Текст документа ▸

^^^^

Не часто приходится мне проходить по этой парадной парижской улице былых дворцов и особняков, по-здешнему – «отель партикулье», где размещаются ныне посольства, издательства и канцелярии министерств, – по рю Гренель, а когда все же прохожу, то не задерживаюсь ни у дворца, где был салон мадам де Сталь и где жил Сен- Симон, ни у того, где чуть ли не всю жизнь прожил Альфред де Мюссе, откуда он отправился в Венецию с Жорж Санд и где висят нынче в новом музее Майоля картины моего московского друга Володи Янкилевского, ни у большого дворца Эстре, где столетие назад ночевали последний русский император с супругой, а потом располагалось русское посольство, а вот у небольшого дворца по соседству остановлюсь непременно хоть на минуту, и с неизбежностью зазвучит в ушах песня славного московского поэта:
Отчего-то помнится мне, что была там поначалу Наталия, в этой песне, но теперь на пластинке у меня точно – Амалия, а в последнее время стал замечать за собой, что губы мои невольно произносят Цецилию:
Старый дворец помнит, конечно, и юного русского подпоручика, и молоденькую вдову – графиню Цецилию Беранже, и тайную дверь, ведущую в сад, и малышку Габриэль… Только где они все нынче, через сто восемьдесят лет? А тогда, в 1814-м…
После двух тяжких лет войны, в прекрасный солнечный день апреля русская армия вошла тогда в Париж. Легко представить себе восторг победителей, оказавшихся наконец в долгожданном, столь прекрасном, не напрасно прославленном городе. Да что там город! И те, кто мечтали скорей вернуться в родную деревушку, были без меры счастливы – уцелели… Да и те, кто смутно уже видел окружающее, тоже ликовали: винные погреба были распахнуты уже и при вступлении войск, еще на северной окраине столицы. И что может показаться странным – ликовали и побежденные парижане. Какое, к черту, завоевание мира – война окончена! Мальчишки толпой бегали за казаками, возглашая: «Рюс! Рюс!» «О, какое это было счастливое время! – восклицал чуть не полвека спустя в своих «Воспоминаниях русского офицера» один из тогдашних счастливых победителей. – Верно, никто из нас его не забудет!»

^^^^

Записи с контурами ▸
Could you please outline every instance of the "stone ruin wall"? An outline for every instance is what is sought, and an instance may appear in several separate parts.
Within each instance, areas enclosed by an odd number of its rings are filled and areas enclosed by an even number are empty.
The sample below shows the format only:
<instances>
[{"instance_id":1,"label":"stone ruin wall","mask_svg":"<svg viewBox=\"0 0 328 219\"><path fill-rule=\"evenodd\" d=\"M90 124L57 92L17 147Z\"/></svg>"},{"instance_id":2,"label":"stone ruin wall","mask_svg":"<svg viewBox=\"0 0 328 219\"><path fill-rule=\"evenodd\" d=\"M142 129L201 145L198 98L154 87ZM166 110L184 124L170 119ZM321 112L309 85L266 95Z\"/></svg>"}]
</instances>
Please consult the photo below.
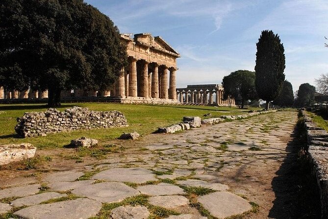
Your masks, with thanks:
<instances>
[{"instance_id":1,"label":"stone ruin wall","mask_svg":"<svg viewBox=\"0 0 328 219\"><path fill-rule=\"evenodd\" d=\"M127 126L126 118L118 111L89 110L74 107L64 111L50 108L45 112L25 112L17 118L15 130L23 137L79 129Z\"/></svg>"}]
</instances>

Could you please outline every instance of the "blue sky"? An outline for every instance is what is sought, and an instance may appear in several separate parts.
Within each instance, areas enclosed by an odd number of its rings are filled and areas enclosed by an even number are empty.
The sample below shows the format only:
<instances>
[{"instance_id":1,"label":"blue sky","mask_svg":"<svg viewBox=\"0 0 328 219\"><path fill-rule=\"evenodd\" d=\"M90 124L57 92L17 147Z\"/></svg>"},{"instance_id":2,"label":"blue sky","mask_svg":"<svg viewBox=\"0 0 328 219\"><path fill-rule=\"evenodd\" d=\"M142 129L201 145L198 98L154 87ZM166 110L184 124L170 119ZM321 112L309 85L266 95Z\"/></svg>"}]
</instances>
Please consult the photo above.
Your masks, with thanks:
<instances>
[{"instance_id":1,"label":"blue sky","mask_svg":"<svg viewBox=\"0 0 328 219\"><path fill-rule=\"evenodd\" d=\"M286 79L294 92L328 73L327 0L85 0L122 33L160 36L180 53L177 87L221 83L254 71L256 43L272 30L283 43Z\"/></svg>"}]
</instances>

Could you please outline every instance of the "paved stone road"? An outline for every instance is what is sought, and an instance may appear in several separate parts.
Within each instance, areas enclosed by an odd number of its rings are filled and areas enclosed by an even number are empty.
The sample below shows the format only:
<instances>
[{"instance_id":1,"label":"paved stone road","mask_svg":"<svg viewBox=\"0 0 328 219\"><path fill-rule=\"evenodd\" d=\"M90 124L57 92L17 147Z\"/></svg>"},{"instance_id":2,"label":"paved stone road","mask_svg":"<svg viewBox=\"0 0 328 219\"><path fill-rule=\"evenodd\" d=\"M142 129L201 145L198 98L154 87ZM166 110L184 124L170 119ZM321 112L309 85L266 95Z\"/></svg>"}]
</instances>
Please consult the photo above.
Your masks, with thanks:
<instances>
[{"instance_id":1,"label":"paved stone road","mask_svg":"<svg viewBox=\"0 0 328 219\"><path fill-rule=\"evenodd\" d=\"M84 170L45 174L39 184L24 186L22 182L22 186L0 190L0 199L20 197L11 205L0 202L0 214L26 206L14 215L87 219L96 215L101 203L145 194L149 195L151 205L181 214L171 219L206 218L190 201L201 203L218 218L245 212L245 218L266 218L275 199L272 179L286 157L296 120L296 112L277 112L179 134L151 135L137 141L122 141L126 150ZM91 179L76 181L95 170L98 171ZM50 189L35 194L42 183ZM210 188L214 192L195 197L188 195L183 186ZM68 191L79 197L39 204L65 197L63 193ZM150 214L145 207L126 206L114 209L111 215L142 219Z\"/></svg>"}]
</instances>

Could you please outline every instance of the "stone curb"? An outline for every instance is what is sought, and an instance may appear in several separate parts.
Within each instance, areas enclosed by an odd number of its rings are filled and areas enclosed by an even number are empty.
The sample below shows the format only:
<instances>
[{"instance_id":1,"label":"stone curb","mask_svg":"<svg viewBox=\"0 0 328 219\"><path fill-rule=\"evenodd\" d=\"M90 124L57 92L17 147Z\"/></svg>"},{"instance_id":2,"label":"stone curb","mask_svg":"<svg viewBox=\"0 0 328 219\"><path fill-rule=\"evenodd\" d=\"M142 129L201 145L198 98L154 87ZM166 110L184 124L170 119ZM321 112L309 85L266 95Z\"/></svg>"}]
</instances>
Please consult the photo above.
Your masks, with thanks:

^^^^

Поставленные задания ▸
• A. Перечислите все женские имена, которые встречаются во втором абзаце текста о рю Гренель.
• B. Определите все строки записей, в которых есть строка «several», и выпишите каждую из них.
Записи никак не связаны с текстом.

Ответы по порядку ▸
• A. Наталия, Амалия, Цецилия.

• B.
Could you please outline every instance of the "stone ruin wall"? An outline for every instance is what is sought, and an instance may appear in several separate parts.
Could you please outline every instance of the "blue sky"? An outline for every instance is what is sought, and an instance may appear in several separate parts.
Could you please outline every instance of the "paved stone road"? An outline for every instance is what is sought, and an instance may appear in several separate parts.
Could you please outline every instance of the "stone curb"? An outline for every instance is what is sought, and an instance may appear in several separate parts.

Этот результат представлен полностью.